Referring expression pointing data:
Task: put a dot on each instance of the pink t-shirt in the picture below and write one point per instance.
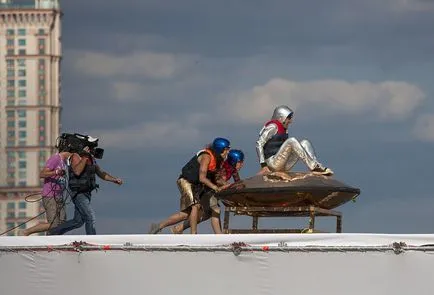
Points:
(54, 186)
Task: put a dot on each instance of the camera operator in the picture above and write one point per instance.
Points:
(83, 168)
(53, 193)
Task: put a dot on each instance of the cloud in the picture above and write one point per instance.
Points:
(141, 64)
(387, 100)
(424, 128)
(150, 135)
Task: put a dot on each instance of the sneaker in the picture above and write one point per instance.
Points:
(175, 230)
(154, 229)
(323, 170)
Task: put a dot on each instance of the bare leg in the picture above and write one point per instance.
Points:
(193, 218)
(173, 219)
(215, 223)
(178, 229)
(40, 227)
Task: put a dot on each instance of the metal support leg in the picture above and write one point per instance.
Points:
(255, 223)
(311, 219)
(338, 224)
(226, 222)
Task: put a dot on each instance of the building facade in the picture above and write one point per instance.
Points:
(30, 55)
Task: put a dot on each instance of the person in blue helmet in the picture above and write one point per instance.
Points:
(209, 203)
(196, 176)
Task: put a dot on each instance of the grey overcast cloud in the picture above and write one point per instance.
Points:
(157, 80)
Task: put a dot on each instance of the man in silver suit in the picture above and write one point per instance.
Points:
(278, 152)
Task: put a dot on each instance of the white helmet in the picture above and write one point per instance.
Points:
(281, 113)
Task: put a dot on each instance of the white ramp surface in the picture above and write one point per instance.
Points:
(218, 264)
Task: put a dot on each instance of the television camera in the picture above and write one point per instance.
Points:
(75, 143)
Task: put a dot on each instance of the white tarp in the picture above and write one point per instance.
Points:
(204, 264)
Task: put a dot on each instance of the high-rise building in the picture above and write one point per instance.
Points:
(30, 54)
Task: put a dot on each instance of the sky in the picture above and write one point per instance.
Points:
(158, 80)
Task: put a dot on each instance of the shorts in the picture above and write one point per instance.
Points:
(189, 193)
(54, 210)
(209, 201)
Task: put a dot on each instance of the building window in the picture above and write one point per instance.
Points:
(22, 174)
(22, 93)
(21, 113)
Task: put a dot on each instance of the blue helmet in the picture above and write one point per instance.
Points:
(235, 156)
(219, 144)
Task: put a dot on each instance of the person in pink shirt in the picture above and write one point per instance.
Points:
(53, 192)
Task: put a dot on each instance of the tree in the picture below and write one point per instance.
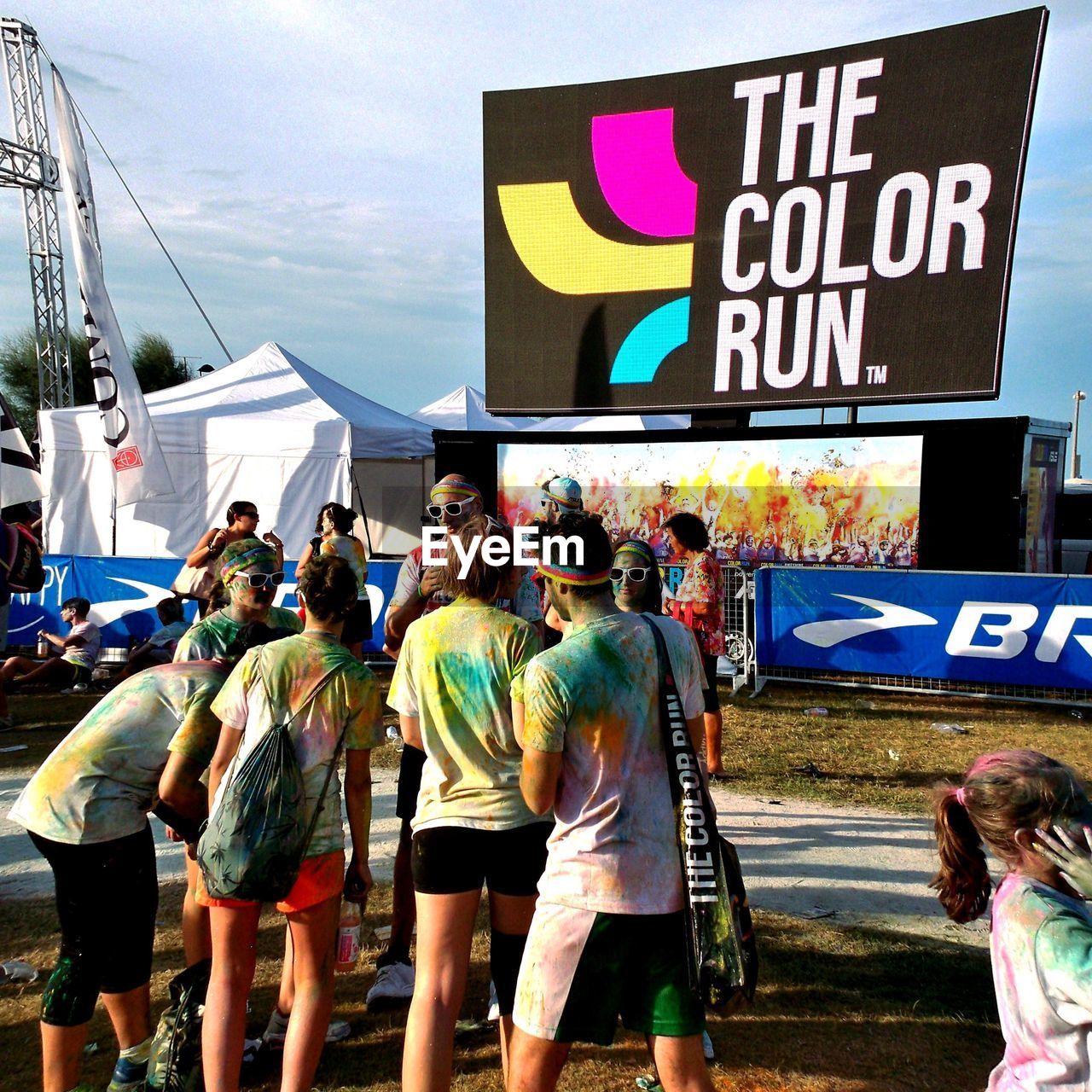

# AIM OF THE EXERCISE
If an entry contains a picture, leave it out and repeat the rest exactly.

# ANSWER SECTION
Task: put a dot on each instance of the pink t-shirt in the picture below and write one point per instance.
Points:
(54, 186)
Task: put a dot on each instance of the camera operator in the picture above and write one point per instance.
Points:
(83, 168)
(53, 193)
Task: put a dot on each instance of the cloud in the picture above and write one point per instance.
Points:
(141, 64)
(387, 100)
(424, 128)
(150, 135)
Task: put a dot on each instance of the sneaker in the picture above and write one point per instance.
Points:
(175, 230)
(154, 229)
(323, 170)
Task: put a dot on each instance of the bare leg in the picture above and write one point per instance.
Points:
(193, 218)
(173, 219)
(215, 223)
(178, 229)
(40, 227)
Task: put a dot on each instance of the metal support leg in the picture above and write one point per instance.
Points:
(255, 223)
(311, 219)
(338, 224)
(226, 222)
Task: put a dot on each instance of the building facade in the picture above and write one point per instance.
Points:
(30, 55)
Task: put a dot on each instance of the person in blue helmet in the picture above and write one point per instance.
Points:
(209, 203)
(196, 176)
Task: put a dot on each instance of the grey overcast cloud in the picture above and write one point per instance.
Points:
(157, 80)
Task: put a dot on each instance of the man in silver suit in the picture above and write one point per instance.
Points:
(278, 152)
Task: put a dot on each instance of the white helmet in the picture above and write one point per instance.
Points:
(281, 113)
Task: put a dot on each instance of the white ramp surface in the picture above and write one point per instance.
Points:
(218, 264)
Task: put a dot on each instance of the television camera in the picture above and write one point per instance.
Points:
(75, 143)
Task: put a dot on each instance of the white tarp in the picture above and write one point per instance.
Points:
(204, 264)
Task: put a dot on each instance of the high-rise building in the picture above and write one point per instance.
Points:
(30, 54)
Task: put a dot on each instance of the sky in the picture above and write one point per instance.
Points:
(158, 80)
Task: put a dot on each instance of the shorts in the picture above and write one point per instance.
Points:
(189, 193)
(54, 210)
(209, 201)
Task: put a dot on each instance of the building window in the picture above and write one point per instance.
Points:
(22, 174)
(22, 93)
(21, 113)
Task: put a dot on each instance of the blue helmet in the picture above and write one point per instance.
Points:
(235, 156)
(219, 144)
Task: put a dot on each instance of the person in pink shirt in the picture above and write one point per instance.
Points:
(53, 192)
Task: put a dot on each instance of the tree in the picture below and write one point per instance.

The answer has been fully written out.